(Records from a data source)
▼
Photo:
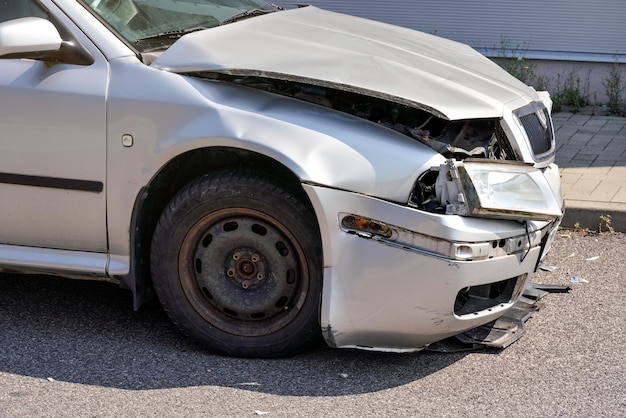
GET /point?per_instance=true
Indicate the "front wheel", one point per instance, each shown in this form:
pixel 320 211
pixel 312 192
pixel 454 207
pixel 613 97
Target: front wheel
pixel 236 263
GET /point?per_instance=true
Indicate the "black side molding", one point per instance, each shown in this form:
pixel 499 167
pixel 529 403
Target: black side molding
pixel 52 182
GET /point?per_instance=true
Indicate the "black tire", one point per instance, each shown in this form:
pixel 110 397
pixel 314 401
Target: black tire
pixel 236 263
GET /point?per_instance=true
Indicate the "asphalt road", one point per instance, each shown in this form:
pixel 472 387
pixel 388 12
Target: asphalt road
pixel 72 348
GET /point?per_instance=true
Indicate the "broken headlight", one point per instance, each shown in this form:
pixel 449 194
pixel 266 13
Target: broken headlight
pixel 496 189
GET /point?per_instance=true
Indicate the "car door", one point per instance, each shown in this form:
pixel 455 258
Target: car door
pixel 52 145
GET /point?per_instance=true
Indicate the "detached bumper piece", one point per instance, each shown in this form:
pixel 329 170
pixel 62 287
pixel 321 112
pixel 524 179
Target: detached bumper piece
pixel 505 330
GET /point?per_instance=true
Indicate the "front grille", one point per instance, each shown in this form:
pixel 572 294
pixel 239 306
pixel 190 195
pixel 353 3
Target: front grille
pixel 538 126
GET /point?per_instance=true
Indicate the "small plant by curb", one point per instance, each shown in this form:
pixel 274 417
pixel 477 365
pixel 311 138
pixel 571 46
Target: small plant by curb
pixel 614 90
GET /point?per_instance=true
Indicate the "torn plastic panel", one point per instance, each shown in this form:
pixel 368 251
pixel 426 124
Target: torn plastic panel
pixel 486 188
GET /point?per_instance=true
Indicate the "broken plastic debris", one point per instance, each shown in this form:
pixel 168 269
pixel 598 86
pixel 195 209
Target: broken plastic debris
pixel 547 268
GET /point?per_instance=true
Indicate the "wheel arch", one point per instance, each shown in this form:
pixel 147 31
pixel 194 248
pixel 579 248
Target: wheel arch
pixel 171 178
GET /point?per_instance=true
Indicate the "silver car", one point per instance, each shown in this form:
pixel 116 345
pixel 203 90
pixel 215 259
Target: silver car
pixel 271 175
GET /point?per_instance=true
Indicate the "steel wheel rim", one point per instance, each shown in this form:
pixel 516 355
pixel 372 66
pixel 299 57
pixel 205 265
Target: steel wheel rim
pixel 243 271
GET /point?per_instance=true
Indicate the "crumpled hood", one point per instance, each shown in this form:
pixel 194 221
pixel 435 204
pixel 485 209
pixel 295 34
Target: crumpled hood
pixel 329 49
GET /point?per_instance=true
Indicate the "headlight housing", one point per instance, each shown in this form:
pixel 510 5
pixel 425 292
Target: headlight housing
pixel 496 189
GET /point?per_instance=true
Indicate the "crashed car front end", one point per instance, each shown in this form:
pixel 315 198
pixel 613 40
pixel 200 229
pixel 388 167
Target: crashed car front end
pixel 452 245
pixel 456 255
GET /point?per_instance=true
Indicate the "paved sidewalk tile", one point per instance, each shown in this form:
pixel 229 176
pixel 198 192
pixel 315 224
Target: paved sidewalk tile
pixel 591 154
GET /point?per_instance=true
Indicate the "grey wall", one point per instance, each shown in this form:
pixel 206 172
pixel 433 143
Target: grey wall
pixel 574 30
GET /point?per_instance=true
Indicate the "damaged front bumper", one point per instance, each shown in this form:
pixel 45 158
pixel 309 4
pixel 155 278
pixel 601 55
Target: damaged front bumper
pixel 398 279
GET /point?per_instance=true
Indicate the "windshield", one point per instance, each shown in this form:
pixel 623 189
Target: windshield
pixel 156 24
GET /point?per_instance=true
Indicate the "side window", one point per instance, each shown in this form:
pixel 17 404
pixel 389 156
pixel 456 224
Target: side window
pixel 15 9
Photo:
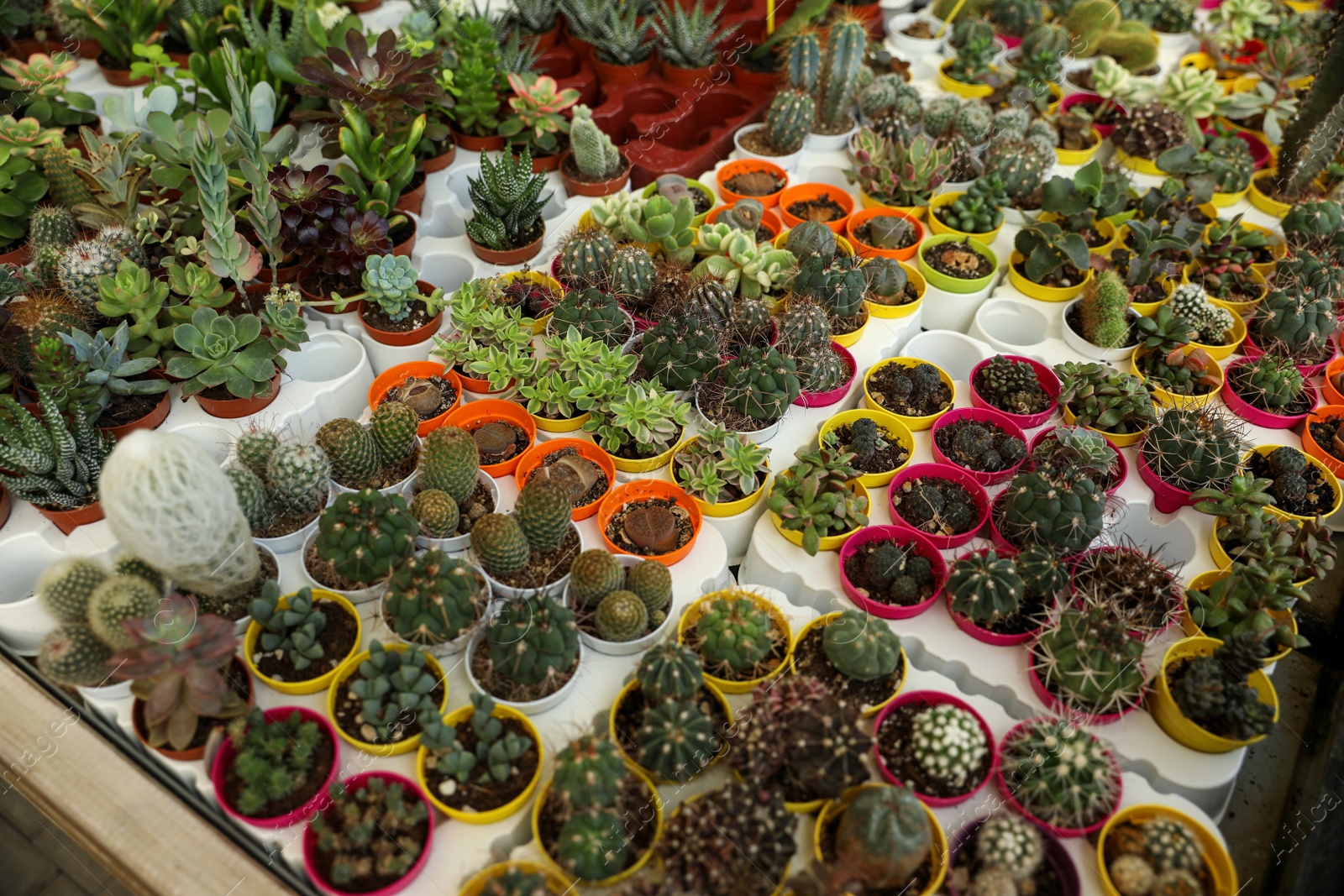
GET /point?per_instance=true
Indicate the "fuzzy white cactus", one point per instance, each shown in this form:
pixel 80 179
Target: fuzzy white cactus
pixel 170 504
▲
PROBLEM DESCRIPTION:
Pictures stay out of the copy. Reproduce exactly the lines from the one containing "pixel 389 156" through the last line of the records above, both included.

ANSWER TO THE PROBLEM:
pixel 389 156
pixel 456 224
Target: side window
pixel 15 9
Photo:
GET /point?per_instance=true
Indicate the "fuzzy white cactus", one point per instance, each shown in this form:
pixel 80 179
Target: fuzzy white cactus
pixel 170 504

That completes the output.